= Alıştırmalar =
1. Seçilen metne göre icra mahkemesi karar verirken Harçlar Kanunu'nun hangi maddesini göz önünde tutmalıdır?
2. Seçilen metinde "Somut olayda, takip" ifadesini içeren sözcüklerle açılıp "hüküm tesisi isabetsizdir…)" ile kapanan bölümü aynen aktarın.

Somut olayda, takip dayanağı ilamın karar ve ilam harcının ödendiğine dair her hangi bir makbuz ve kayıt bulunmamaktadır. O durumda icra mahkemesince alacaklıya yukarıdaki ilkelere uygun şekilde mehil verilmeli ve Harçlar Kanunu'nun 32. maddesi de göz önünde tutularak sonucuna göre bir karar verilmelidir. Eksik inceleme ile yazılı biçimde hüküm tesisi isabetsizdir…)

gerekçesiyle bozularak dosya yerine geri çevrilmekle, yeniden yapılan yargılama sonunda, mahkemece önceki kararda direnilmiştir.

= Verilen Bilgiler =
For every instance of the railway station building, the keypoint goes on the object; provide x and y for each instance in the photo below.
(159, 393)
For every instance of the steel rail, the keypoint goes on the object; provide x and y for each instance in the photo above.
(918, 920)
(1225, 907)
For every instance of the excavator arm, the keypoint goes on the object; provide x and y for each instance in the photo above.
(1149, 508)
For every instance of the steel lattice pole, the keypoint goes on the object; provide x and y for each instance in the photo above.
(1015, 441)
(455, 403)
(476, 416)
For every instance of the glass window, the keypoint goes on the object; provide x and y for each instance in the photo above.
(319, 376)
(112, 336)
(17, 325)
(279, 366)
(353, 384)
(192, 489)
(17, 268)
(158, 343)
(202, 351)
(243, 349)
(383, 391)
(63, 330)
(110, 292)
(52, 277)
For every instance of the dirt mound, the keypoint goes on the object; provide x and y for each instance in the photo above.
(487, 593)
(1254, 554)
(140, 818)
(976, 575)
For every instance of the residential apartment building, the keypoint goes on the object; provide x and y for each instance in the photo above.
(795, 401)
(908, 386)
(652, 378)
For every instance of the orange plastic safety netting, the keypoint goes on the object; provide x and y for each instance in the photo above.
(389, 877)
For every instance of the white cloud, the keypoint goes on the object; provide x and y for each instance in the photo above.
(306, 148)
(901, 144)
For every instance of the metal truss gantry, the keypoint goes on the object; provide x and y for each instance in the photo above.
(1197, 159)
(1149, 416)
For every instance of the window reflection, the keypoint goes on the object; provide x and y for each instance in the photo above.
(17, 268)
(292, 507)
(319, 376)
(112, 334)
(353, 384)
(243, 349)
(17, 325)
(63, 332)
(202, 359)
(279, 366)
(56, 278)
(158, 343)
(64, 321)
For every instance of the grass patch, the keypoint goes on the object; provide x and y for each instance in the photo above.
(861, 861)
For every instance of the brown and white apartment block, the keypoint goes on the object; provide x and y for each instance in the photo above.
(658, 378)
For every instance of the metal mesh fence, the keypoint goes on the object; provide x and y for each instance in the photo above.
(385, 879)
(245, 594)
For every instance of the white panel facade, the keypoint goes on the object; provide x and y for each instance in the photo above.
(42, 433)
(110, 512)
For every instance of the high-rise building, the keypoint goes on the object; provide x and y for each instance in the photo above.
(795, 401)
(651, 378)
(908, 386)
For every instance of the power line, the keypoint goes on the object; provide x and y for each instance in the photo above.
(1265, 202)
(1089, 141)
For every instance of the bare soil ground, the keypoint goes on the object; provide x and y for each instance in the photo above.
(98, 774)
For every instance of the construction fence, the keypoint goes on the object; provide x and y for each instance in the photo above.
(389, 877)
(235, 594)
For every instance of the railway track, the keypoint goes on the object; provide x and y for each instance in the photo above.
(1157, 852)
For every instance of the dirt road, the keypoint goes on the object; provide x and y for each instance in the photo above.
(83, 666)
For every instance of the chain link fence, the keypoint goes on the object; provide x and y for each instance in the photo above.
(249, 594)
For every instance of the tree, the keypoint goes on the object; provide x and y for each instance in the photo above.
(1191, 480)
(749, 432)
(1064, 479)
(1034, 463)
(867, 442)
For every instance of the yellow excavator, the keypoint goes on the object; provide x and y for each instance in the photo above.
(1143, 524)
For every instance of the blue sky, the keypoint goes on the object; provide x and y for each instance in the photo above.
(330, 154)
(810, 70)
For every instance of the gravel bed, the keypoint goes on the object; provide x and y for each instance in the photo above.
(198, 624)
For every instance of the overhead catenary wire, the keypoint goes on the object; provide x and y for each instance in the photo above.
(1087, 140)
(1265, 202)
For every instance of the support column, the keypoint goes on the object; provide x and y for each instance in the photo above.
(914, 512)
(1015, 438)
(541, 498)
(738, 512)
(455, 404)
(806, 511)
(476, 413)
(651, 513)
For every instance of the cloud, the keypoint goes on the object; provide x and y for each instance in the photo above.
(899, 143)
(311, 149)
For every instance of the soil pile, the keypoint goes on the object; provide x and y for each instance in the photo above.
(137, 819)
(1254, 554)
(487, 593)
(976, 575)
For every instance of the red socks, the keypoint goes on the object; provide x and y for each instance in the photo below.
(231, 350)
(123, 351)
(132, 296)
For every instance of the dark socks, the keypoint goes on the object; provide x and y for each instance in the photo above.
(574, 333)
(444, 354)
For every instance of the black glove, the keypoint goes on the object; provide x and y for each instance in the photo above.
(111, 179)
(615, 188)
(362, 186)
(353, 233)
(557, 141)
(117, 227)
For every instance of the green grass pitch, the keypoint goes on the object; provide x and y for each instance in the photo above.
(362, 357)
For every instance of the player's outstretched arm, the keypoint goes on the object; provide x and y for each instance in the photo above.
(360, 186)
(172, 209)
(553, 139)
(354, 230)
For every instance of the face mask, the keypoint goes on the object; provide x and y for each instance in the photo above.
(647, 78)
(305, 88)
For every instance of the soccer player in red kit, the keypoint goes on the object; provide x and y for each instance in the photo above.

= Görev Sonuçları =
1. 32. maddesini.

2.
Somut olayda, takip dayanağı ilamın karar ve ilam harcının ödendiğine dair her hangi bir makbuz ve kayıt bulunmamaktadır. O durumda icra mahkemesince alacaklıya yukarıdaki ilkelere uygun şekilde mehil verilmeli ve Harçlar Kanunu'nun 32. maddesi de göz önünde tutularak sonucuna göre bir karar verilmelidir. Eksik inceleme ile yazılı biçimde hüküm tesisi isabetsizdir…)